== PROVIDED DATA
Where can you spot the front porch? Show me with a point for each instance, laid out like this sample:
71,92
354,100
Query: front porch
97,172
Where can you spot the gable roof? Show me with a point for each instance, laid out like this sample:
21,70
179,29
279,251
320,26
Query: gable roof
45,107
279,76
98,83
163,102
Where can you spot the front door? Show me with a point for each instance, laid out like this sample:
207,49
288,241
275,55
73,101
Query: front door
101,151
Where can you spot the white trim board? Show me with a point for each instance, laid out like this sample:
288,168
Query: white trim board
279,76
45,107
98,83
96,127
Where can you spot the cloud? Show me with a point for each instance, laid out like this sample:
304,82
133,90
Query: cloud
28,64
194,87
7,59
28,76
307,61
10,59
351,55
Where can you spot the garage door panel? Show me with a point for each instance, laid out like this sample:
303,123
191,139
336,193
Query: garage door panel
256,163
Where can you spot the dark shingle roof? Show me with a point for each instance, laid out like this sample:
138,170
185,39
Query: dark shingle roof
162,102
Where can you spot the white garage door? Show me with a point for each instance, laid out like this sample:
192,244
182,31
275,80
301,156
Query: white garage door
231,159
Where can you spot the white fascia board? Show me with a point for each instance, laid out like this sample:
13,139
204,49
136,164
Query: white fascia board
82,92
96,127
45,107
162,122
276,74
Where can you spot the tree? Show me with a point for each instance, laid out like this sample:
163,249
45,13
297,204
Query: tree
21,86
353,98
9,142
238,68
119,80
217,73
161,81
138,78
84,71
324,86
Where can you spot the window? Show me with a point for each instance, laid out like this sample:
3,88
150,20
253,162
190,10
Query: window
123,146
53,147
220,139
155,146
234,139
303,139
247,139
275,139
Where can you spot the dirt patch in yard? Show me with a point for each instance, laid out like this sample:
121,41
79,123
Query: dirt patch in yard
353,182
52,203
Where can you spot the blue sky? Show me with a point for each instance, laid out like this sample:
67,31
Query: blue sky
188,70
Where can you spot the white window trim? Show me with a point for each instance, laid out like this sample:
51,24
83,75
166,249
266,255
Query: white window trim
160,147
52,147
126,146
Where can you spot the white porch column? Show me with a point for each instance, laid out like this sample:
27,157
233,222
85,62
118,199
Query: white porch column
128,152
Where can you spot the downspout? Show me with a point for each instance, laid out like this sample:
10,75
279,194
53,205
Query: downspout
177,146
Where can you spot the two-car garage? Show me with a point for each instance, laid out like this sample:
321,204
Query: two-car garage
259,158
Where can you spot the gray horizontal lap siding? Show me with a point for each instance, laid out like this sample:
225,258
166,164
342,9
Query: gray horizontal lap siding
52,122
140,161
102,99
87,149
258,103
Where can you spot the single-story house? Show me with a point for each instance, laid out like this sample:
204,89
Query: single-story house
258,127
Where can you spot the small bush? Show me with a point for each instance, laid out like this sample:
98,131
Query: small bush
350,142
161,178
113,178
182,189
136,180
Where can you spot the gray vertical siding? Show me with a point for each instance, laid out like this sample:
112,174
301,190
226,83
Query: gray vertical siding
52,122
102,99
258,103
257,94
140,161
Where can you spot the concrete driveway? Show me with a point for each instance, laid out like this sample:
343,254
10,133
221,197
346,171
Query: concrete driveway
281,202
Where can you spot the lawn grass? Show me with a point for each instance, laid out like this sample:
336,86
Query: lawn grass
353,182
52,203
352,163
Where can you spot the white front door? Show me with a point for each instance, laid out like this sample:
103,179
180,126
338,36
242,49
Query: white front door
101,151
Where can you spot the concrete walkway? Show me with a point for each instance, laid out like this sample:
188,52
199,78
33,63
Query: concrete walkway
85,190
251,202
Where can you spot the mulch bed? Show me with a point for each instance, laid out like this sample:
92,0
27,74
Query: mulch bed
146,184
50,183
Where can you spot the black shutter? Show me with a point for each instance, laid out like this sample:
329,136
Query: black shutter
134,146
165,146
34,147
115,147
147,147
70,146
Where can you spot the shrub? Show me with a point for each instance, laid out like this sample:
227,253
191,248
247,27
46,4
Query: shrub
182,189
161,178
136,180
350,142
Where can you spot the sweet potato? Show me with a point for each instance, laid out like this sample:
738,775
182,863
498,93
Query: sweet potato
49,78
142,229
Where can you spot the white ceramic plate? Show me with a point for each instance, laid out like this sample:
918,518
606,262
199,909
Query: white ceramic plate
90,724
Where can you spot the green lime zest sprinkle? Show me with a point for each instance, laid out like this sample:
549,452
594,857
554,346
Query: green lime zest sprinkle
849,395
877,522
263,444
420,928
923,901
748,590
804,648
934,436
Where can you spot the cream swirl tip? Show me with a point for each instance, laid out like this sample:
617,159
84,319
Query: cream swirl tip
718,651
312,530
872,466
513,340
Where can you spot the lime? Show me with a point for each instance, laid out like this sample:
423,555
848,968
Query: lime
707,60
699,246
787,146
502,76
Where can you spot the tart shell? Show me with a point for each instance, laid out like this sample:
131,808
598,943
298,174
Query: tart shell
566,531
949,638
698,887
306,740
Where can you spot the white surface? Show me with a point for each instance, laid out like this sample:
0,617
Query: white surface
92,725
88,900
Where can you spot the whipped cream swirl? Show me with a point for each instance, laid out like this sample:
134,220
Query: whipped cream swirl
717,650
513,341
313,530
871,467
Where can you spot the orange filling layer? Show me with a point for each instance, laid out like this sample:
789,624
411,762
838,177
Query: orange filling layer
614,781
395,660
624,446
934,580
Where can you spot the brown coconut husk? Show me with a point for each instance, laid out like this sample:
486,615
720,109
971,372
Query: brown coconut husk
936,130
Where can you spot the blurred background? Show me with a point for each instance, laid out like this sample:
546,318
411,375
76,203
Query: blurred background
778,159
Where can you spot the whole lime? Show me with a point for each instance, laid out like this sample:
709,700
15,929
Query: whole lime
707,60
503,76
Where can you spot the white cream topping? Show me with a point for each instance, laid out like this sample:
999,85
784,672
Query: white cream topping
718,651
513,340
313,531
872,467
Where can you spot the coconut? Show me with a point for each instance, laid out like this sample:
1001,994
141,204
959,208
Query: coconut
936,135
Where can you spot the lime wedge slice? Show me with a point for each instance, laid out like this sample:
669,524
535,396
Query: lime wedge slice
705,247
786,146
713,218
====
### YOUR ASSIGNMENT:
Above are some records. Print them all exactly.

### RESULT:
Where can you spot the front porch? Show me with a point for each instance, laid out like this sample:
71,92
354,100
Query: front porch
97,172
Where can you spot the gable roof? Show me with a point for each instance, laid out like this sample:
21,70
179,29
279,251
320,26
Query: gable roof
45,107
279,76
98,83
163,102
Where can you spot the front door? Show me with a point for each instance, laid out like this sample:
207,49
288,241
275,55
73,101
Query: front door
101,151
Where can you spot the white trim board? Show me with a point for each instance, laid out like this sample:
288,168
Query: white trim board
279,76
45,107
98,83
96,127
Where can you spot the cloud? Show me with a point for each instance, laid out like this sample:
304,82
133,90
Query: cloud
28,64
194,87
7,59
28,76
307,61
10,59
351,55
Where can you spot the garage door panel? Show me with a point for each instance, laid out like this sample:
303,123
191,139
336,193
Query: garage door panel
256,163
Where can you spot the dark shingle roof? Show me with a point for each instance, laid out like this sample:
138,170
185,39
Query: dark shingle roof
162,102
Where can you spot the white garage door? Show me with a point for each instance, laid out like this sample:
192,244
182,31
275,80
301,156
Query: white garage door
231,159
Where can you spot the white fascia board? Show me with a point for each instance, laid out like this sample:
13,139
204,49
136,164
Query: white fascia board
82,92
96,127
45,107
162,122
276,74
Where can you spot the tree? Show me with a point for each instance, laid out like this sample:
163,249
45,13
297,204
Query: tree
21,86
353,98
9,142
238,68
119,80
217,73
161,81
138,78
84,71
324,86
Where can you spot the window? Show me with a point for each instance, laid out like this sample:
3,88
150,20
253,162
190,10
Query: window
123,146
53,147
220,139
155,146
234,139
303,139
247,139
275,139
Where can you spot the dirt patch in yard? Show me with a point for each instance, laid out like this sample:
121,41
79,123
Query: dirt patch in yard
353,182
52,203
Where can you spot the blue sky? Show me with a point for each instance, laid out like this sample:
67,31
Query: blue sky
188,70
Where can you spot the white window trim? Show me with a point for each instance, laid out like this sample:
51,24
83,75
166,249
266,255
Query: white window trim
160,147
52,147
126,146
Where can you spot the white porch column? Show me with a point for each instance, laid out like this sample:
27,157
233,222
85,62
118,199
Query: white porch column
128,152
Where can you spot the downspout? Show me with a point for each instance, laid out like this sample:
10,75
279,194
53,205
Query: downspout
177,146
Where can you spot the two-car garage? Show me with a point for each instance, laid out like this sample:
321,204
Query: two-car garage
259,158
Where can you spot the gray horizontal lap siding? Show me with a point for each instance, laid out like this sample:
225,258
166,164
342,9
Query: gray horizontal lap siding
52,122
140,161
102,99
87,149
258,103
Where can you spot the single-story house? Show me with a point for each instance, laid out like this sample:
204,89
Query: single-story house
258,127
Where can you spot the small bush? Show me with a point for each instance, laid out like this sample:
98,131
Query: small bush
350,142
161,178
113,178
182,189
136,180
Where can you spot the gray vertical siding? Show me with a point for each instance, laid out like this sample:
112,174
301,190
226,83
Query: gray vertical siding
52,122
102,99
258,103
257,94
140,161
Where can you spot the concrete driveway? Show me with a point for each instance, laid out like this sample:
343,254
10,133
221,197
346,171
Query: concrete driveway
281,202
Where can you spot the lawn grass? Show me with a point for each instance, laid out like this sample:
336,86
Query: lawn grass
353,182
52,203
352,163
Where can you spot the white front door? Show me with a point for each instance, laid out like this sample:
103,179
180,126
338,36
242,49
Query: white front door
101,151
Where can you spot the concrete walkway? Show me with a point for each instance, laid out like this sample:
188,52
199,78
33,63
Query: concrete walkway
85,190
251,202
Where can you spot the mulch bed? Show me with a point for each instance, laid out like this sample:
92,0
27,74
Query: mulch bed
146,184
50,183
Where can you spot the black shutter? Show me with a point for each instance, laid out like this sample:
329,136
Query: black shutter
134,146
165,146
34,147
115,147
147,147
70,146
Where can you spot the shrub? Show me with a point for each instance, laid out like this sample:
227,253
191,248
247,27
46,4
Query: shrub
182,189
161,178
136,180
350,142
Where can you spot the sweet potato? Show me with a point for each instance, laid out like this sample:
738,775
182,863
498,93
Query: sweet potato
49,78
142,229
Where can you spot the white ceramic plate? Show me with a point for each instance, laid out like this sample:
918,518
606,262
199,909
Query: white ceramic plate
90,724
Where can you spot the green lime zest sprinkle? Show me with a point for each instance, laid out like this sample:
549,452
594,857
554,346
Query: green lime zest sprinkle
849,395
877,522
263,444
420,928
923,901
748,590
804,648
934,436
Where can you spot the cream swirl tip? Show me with a point for each instance, laid out like this sample:
617,159
84,319
Query: cream swirl tip
718,651
312,530
872,466
513,340
Where can you spot the lime? Show me with a point for each instance, laid out like this sample:
423,555
848,968
Query: lime
707,60
699,246
787,146
502,76
Where can you spot the tart shell? Show me with a point for each instance, laid out like this sample:
131,808
598,943
298,174
Query: tart shell
566,531
949,638
698,887
306,740
Where can you spot the white surface? Show me with a point for each instance, laid out like this sample:
0,617
Query: white surface
92,725
88,900
Where can you spot the whipped cream swirl? Show me with a point for each instance, laid out like this sample:
134,220
Query: whipped cream swirl
717,650
513,341
313,530
871,467
Where can you spot the orange filling layer? Show me with a point for each instance, laid out like this sample:
789,624
411,762
838,177
Query: orange filling layer
614,781
395,660
624,446
934,580
Where can you spot the brown coconut husk? Show me with a point for each instance, laid out like this sample:
486,615
720,109
971,372
Query: brown coconut husk
936,130
Where can you spot the blurred background? Show me with a point for each instance, laid out like this sample:
546,318
411,375
76,203
Query: blurred background
778,159
Where can you spot the whole lime? Show me with a point for each instance, laid out like this sample:
709,700
15,929
Query: whole lime
707,60
503,76
Where can you spot the white cream topping? Show me with a point for each instance, laid out like this sample:
999,85
784,672
Query: white cream topping
718,651
513,340
313,531
872,467
Where can you spot the coconut? Show me with a point for each instance, laid out like this sample:
1001,994
141,204
959,208
Query: coconut
936,135
Where can you spot the lime wedge slice? Show me with a point for each instance, laid out like this sample:
669,524
535,396
Query: lime wedge slice
705,247
786,146
713,218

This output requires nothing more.